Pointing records
★ ★ ★ ★ ★

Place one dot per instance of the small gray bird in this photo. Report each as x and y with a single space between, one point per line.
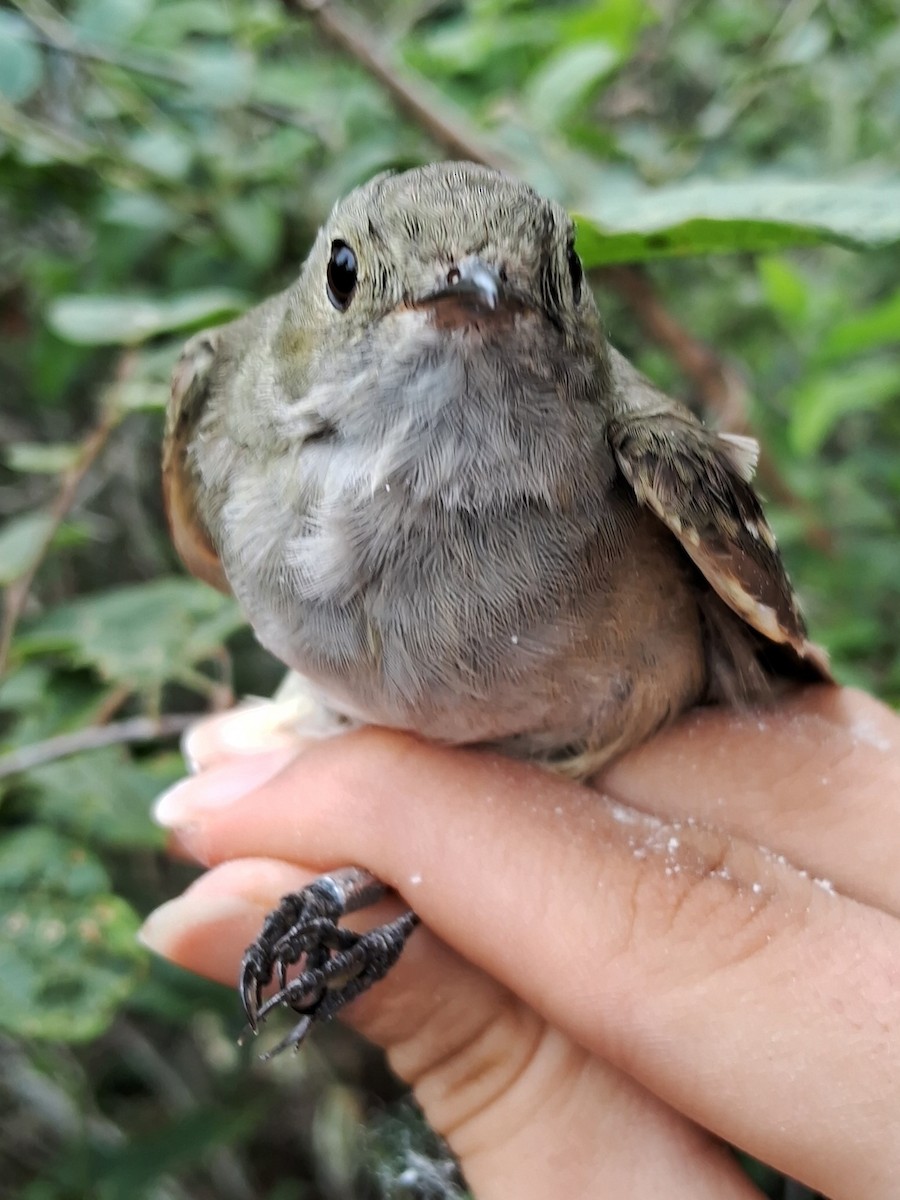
442 497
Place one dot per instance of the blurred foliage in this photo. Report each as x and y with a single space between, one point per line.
162 165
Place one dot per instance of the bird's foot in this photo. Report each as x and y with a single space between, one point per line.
336 964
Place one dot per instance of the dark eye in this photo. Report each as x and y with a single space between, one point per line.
341 275
576 273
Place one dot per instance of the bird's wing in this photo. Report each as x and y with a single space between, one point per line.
697 483
190 390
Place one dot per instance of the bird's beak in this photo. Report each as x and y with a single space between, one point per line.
472 285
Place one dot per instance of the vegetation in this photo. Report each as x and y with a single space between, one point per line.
163 163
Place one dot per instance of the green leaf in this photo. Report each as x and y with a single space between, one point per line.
141 635
785 291
221 76
567 79
41 457
101 797
21 61
821 402
253 226
879 325
129 319
162 151
709 217
21 541
69 957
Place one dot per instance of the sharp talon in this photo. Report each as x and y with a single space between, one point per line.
335 964
295 1039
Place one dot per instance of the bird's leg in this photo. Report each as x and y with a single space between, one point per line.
336 964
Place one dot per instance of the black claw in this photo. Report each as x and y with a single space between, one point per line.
336 964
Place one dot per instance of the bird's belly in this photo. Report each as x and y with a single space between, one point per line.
537 639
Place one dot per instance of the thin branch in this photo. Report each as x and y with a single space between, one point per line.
18 592
719 384
425 106
133 731
57 36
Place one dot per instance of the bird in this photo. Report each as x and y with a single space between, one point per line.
443 498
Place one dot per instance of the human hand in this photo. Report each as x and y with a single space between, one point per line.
605 985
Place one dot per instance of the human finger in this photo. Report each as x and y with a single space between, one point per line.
681 954
815 779
529 1113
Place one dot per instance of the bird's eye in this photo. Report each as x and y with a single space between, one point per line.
342 271
576 273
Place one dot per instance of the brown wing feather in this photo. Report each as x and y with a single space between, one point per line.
190 383
697 483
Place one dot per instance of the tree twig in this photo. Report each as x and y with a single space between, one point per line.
447 124
132 731
90 449
55 35
719 384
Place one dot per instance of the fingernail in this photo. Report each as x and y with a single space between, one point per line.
217 787
169 925
250 729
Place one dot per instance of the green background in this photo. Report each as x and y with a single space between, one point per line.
163 163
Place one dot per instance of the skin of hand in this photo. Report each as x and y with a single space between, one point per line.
444 499
606 983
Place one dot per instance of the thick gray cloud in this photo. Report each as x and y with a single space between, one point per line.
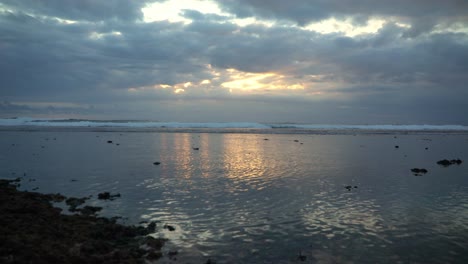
110 62
422 13
83 9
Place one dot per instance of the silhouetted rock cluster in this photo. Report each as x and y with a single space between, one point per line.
446 162
108 196
349 187
34 231
418 172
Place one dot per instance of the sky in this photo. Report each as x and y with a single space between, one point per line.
301 61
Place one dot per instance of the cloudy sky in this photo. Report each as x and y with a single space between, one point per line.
307 61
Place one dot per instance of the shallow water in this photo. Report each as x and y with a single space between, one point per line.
243 199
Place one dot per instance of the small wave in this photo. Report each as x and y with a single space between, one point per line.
44 122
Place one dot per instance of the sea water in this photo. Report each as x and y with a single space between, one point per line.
262 197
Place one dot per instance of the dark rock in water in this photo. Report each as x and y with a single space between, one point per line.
73 203
446 162
89 210
151 227
302 257
169 227
209 261
33 231
418 172
107 196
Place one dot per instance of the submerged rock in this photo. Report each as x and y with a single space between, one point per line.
73 203
107 196
418 172
33 231
169 227
446 162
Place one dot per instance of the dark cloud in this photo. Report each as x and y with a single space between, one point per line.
398 72
81 10
421 13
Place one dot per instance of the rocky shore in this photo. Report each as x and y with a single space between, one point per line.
32 230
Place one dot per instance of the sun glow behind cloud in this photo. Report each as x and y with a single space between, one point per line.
332 25
172 10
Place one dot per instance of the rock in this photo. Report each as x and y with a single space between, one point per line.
446 162
151 227
169 227
33 231
107 196
89 210
73 203
418 172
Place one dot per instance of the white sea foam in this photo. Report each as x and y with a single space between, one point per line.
26 121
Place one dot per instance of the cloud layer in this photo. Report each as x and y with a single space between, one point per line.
307 61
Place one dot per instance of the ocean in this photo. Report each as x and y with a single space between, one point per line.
260 193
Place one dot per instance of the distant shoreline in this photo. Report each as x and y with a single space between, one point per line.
334 131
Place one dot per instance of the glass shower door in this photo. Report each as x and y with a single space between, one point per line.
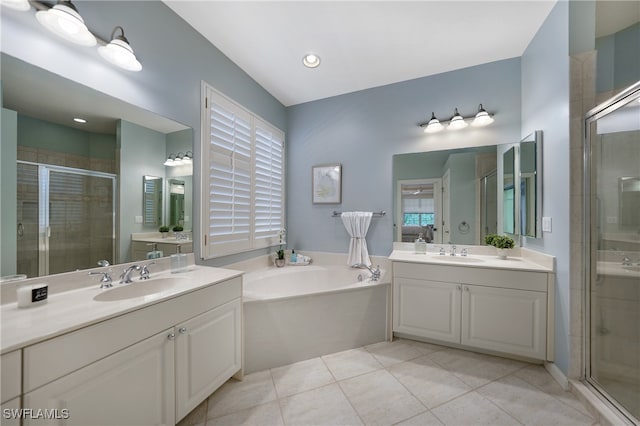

★ ★ ★ ★ ★

## Your instructions
Count the lines in the records above that contain the string "dark", treating uppercase and lowercase letters as different. Reply with the number alone.

## Exercise result
3